= Permintaan Tertulis 1 =
Menurut teks sumber tentang metode audiolingual, apa yang dilakukan pelajar ketika guru membacakan dialog atau bacaan pendek berulang kali?
= Permintaan Tertulis 2 =
Teruskan teks sumber tentang langkah-langkah penggunaan metode audiolingual, mulai setelah kalimat terakhir yang tercantum.

= Teks Sumber =
__________

C.     Langkah-langkah Pengguanaan Metode Audiolingual
Terlihat bahwa metode audiolingual pada dasarnya tidak hanya menekankan latihan dan pembiasaan para pelajar untuk membentuk kecakapan berbahasa, tetapi juga kecermatan pengajar dalam membimbing mereka sangat diperhatikan. Oleh sebab itu, untuk mencapai tujuan yang diharapkan, diperlukan langkah-langkah yang dianggap cocok. Misalnya saja langkah yang dipilih adalah sebagai berikut[5]:
a.       Pendahuluan, memuat berbagai hal yang berkaitan dengan materi yang akan disajikan baik berupa apersepsi, atau tes awal tentang materi, atau yang lainnya
b.      Penyajian dialog/bacaan pendek yang dibacakan oleh guru berulang kali, sedangkan pelajar menyimaknya tanpa melihat pada teksnya
c.       Peniruan dan penghapalan dialog/bacaan pendek dengan teknik meniru setiap kalimat secara serentak dan menghaalkannya. Dalam pengajaran bahasa, teknik ini dikenal dengan teknik “peniruan-penghapalan” (mimicry-memorization technique/ uslub al-muhakah wal-hifzh)

__________

= Blok Data =
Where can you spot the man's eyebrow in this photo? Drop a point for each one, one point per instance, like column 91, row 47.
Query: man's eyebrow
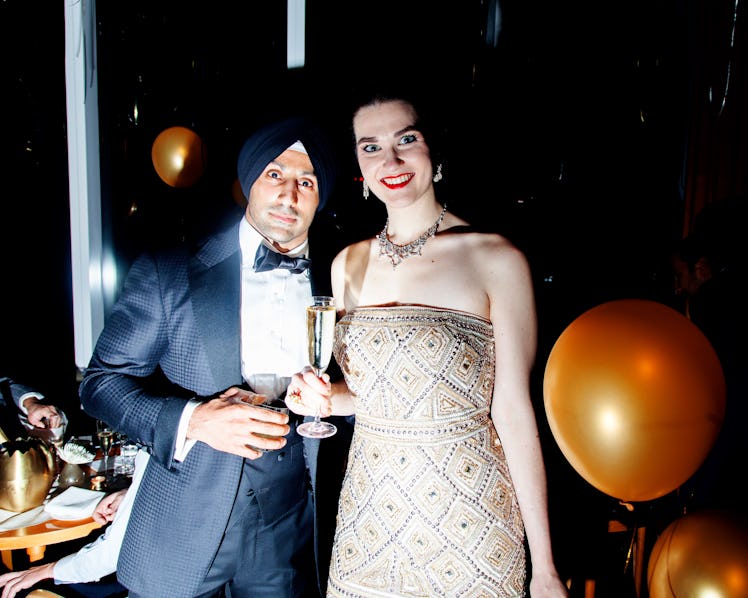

__________

= Jawaban yang Diharapkan 1 =
Pelajar menyimaknya tanpa melihat pada teksnya.

= Jawaban yang Diharapkan 2 =
d.      Penyajian pola-pola kalimat yang terdapat dalam dialog/bacaan pendek yang dianggap sulit karena terdapat struktur atau ungkapan-ungkapan yang sulit. Hal ini bisa dikembangkan dengan drill (dengan teknik ini dilatih struktur dan kosa kata). Contohnya sebagai berikut:
·         Drill yang mengganti satu unsur (al-tadrib al-namthi):
Guru            : S1                                                                                  أنا تلميذ
Pelajar         : R1                                                                                          أنا تلميذ
Guru            : (memberi penguatan dan rangsangan baru): S2
صحيح،... نحن...!
Pelajar         : R2                                                                               نحن تلاميذ
dan seterusnya.
·         Drill tanya jawab (tadrib al-su’al wa al-jawab):
Guru            : S1                                                       يكتب أحمد الدرس في الفصل
Guru            : S2                                                                                              ماذا يعمل أحمد ؟
Pelajar         : R1                                                                                                                 يكتب الدرس   
Guru            : (memberi penguatan dan rangsangan baru): S3                                                                                                                     صحيح،... و أين يكتب أحمد ؟  
Pelajar         : R2                                                                               في الفصل
dan seterusnya.
·         Drill menyatukan kalimat (tadrib tamzij al-jumal):
Guru            : S1
"إبراهيم لا يذهب إلى المدرسة"، "هو مريض"--- (لأن)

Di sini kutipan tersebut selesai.